===== QUOTED PASSAGE =====

Most of the evening focused on writing and directing theory, with Horn asking questions about Tarantino’s creative process and Tarantino giving characteristically colorful — and sporadically profane — answers, to the delight of the audience.
Tarantino revealed that he hand-writes his scripts — “I can’t write poetry on a computer, man!” He said that he never took writing classes, but did take acting classes, and consequently writes using acting terms. And he indicated that he feels more like a novelist than a screenwriter. “I kind of like doing it the novelistic way,” he explained, finding out where characters are going only as he writes them, not via outlining or storyboarding. “I work in genre, so there is a bit of a roadmap,” he granted. But he also emphasized, “The journey is everything. The journey makes the destination worthwhile.” Sometimes, he enjoys the journey so much that he doesn’t want it to end. He recalled that while working on Kill Bill — which he reminded the audience was written as one film before “Harvey [Weinstein] put a word in my ear” that it needed to be two — “I wasn’t really that interested in just finishing it. I just wanted the experience.”
Tarantino famously loves movies, but also emphasized that he loves writing — indeed, he said that it has provided him with “some of the funnest times I’ve ever had.” Sometimes he enjoys it too much. “My problem is not writer’s block,” he said with a laugh. “My problem is I can’t stop writing. And when you’re writing movies, that’s not the greatest problem to have.” He went on, “I can tend to go long,” citing as an example the basement scene in Inglourious Basterds (2009), which involves “a bunch of motherf-ckers you just met, and now all of a sudden they’re in a 40-minute scene that’s supposed to be suspenseful. It was never my intention for it to be that long.” He added, “If you think it’s long when you’re looking at it, imagine me writing it!” But, he hastened to add, “I trust myself.” He said he’s also grateful for the pre-existing structure of genre films. “If I didn’t write in genre, all of my movies would be five hours long. Genre keeps me disciplined.”
Tarantino, who turns 50 in March, often listens to music while writing, which he said helps him imagine scenes. “Seeing the movie in my head and playing the music,” he explained, “cuts through a lot of the creative process.” And he said that while listening, “I imagine people who know me — who dig on me — cheering it.” He doesn’t cheat: “I can’t just jump to the stuff I want to write, or I’ll never get to the stuff I don’t want to write. I always have to kind of keep moving forward.” And he doesn’t stop writing until he feels that he can say: “I love these pages. I think that I could just publish these pages and then be done.”
In a reference to Basterds, he said, “I never saw the one lone Jewish girl bring down the Third Reich in all my movie-going, and I wanted to see that.” When it’s time to direct, he’s willing to make changes — but he’s not interested in having others do that, especially via improvisation. “Actors aren’t there to riff; they’re there to say my dialogue,” he said forcefully. But, he chuckles, “If their riffing is genius, I’ll take credit for it!” After a slight pause he seemed to reconsider: “Now, there are exceptions to that. Sam[uel L.] Jackson is an exception. Sam is a terrific writer. Sam writes like I write. When Sam is writing in character, he’s writing as good as I could write in character.” He went on, “For a while there, he said it so perfectly that it was hard not to write for him” anytime he wrote “a cool male character who was gonna talk a lot of shit.”
Regarding Jackson’s controversial part in Django Unchained, he says, “I think Stephen is actually one of the best characters I’ve ever written,” adding, “What was cool about Django was taking all those loaded issues and actually making them part of the scenario.” Asked if Basterds and Django might be the first two installments of a trilogy, Tarantino said, “I wouldn’t be surprised.”

===== RECORDS PROVIDED =====

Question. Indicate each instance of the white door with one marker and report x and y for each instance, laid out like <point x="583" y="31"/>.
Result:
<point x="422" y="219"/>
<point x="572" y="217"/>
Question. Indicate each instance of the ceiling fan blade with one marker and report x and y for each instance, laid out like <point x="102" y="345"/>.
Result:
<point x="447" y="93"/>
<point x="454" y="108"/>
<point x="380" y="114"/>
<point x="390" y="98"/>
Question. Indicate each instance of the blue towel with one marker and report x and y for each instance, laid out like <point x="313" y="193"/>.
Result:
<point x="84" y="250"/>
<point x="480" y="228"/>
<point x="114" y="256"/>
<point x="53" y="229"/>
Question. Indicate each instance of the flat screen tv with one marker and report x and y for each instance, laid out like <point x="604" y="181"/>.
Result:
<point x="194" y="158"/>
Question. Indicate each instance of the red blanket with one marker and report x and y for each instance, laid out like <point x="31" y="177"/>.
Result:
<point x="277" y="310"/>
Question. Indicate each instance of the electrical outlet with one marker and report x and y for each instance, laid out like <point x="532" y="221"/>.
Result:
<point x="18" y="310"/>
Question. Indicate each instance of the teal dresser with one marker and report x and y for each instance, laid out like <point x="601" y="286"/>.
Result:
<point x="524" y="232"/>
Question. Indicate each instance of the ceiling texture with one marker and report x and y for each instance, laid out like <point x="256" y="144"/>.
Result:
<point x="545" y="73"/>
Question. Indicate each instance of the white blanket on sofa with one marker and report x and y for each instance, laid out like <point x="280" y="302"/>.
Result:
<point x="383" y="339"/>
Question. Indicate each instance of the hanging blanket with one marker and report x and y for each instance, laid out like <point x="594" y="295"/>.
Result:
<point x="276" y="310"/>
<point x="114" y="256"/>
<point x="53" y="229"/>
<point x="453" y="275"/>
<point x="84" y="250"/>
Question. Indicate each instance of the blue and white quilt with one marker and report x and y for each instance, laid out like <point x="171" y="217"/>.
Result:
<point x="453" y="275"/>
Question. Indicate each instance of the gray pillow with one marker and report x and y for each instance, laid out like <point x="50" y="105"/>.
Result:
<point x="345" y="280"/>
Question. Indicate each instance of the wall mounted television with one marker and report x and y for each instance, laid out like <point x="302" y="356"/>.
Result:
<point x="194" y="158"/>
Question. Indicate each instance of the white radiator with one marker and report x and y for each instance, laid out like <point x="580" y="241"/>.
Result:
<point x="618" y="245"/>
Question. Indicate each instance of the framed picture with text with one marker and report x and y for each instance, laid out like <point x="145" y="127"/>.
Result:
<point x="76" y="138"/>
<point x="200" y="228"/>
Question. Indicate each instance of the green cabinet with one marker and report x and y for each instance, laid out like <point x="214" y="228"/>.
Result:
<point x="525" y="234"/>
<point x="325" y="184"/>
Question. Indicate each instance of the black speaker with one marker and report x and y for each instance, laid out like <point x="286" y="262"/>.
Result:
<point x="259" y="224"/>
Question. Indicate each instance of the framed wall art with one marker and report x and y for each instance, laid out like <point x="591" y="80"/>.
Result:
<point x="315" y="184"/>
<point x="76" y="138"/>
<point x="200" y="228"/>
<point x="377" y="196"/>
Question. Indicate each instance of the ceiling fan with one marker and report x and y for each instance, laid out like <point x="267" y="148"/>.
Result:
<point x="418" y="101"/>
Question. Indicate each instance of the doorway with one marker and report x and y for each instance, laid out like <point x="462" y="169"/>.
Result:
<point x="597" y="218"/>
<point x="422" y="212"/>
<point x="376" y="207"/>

=====

YOUR INSTRUCTIONS.
In the passage about Tarantino's writing, what does Tarantino say his problem is, rather than writer's block? Answer using only the passage about Tarantino's writing.

CORRECT ANSWER.
He can't stop writing.